[BEGIN Given data]
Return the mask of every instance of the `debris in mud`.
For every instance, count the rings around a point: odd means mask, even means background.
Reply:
[END Given data]
[BEGIN Given data]
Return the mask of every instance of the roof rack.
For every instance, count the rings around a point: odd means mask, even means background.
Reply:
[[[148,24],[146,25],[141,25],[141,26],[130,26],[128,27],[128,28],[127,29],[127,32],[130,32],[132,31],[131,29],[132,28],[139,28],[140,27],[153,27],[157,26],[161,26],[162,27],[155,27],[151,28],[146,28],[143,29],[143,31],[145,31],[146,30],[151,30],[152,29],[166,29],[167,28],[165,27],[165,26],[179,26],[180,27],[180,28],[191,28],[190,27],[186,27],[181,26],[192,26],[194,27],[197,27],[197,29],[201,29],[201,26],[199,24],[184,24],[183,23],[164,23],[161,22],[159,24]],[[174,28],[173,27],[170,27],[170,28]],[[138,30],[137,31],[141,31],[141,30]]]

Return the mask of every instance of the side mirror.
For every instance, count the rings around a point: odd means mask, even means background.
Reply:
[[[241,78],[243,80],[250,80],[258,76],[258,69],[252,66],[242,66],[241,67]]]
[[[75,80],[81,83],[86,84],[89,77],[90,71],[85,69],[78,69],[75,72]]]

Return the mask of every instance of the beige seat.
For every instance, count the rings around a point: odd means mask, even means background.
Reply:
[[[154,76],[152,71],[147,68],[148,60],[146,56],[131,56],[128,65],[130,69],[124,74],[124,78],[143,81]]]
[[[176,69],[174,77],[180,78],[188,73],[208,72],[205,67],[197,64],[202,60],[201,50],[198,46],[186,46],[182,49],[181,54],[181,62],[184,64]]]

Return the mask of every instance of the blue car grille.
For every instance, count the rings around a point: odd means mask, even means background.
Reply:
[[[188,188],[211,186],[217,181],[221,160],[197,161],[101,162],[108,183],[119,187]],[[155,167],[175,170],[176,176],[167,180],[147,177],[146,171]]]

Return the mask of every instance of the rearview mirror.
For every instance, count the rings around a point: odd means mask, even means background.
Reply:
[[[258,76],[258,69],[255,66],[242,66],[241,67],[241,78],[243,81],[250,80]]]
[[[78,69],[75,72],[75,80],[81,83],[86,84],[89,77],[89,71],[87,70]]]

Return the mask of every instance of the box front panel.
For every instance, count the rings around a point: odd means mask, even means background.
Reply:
[END Given data]
Brief: Identify each line in the data above that contains the word "mirror", and copy those lines.

Response to this exercise:
Return the mask of every instance of the side mirror.
Return the mask of every instance of the rearview mirror.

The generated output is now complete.